## Required task
Copy every line of the records below, including the request text, but shift each coordinate in the answers by adding 28 to it. Leave the pictures out.
════════
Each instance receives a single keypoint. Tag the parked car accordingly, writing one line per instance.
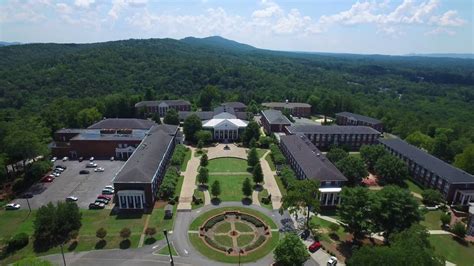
(107, 191)
(71, 198)
(332, 261)
(108, 197)
(91, 165)
(48, 179)
(12, 206)
(315, 246)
════════
## Answer to the problem
Each instance receives a single keypoint. Tag the parked car accordingly, writing one line per instance.
(135, 219)
(99, 226)
(360, 289)
(136, 225)
(119, 193)
(76, 207)
(40, 234)
(343, 274)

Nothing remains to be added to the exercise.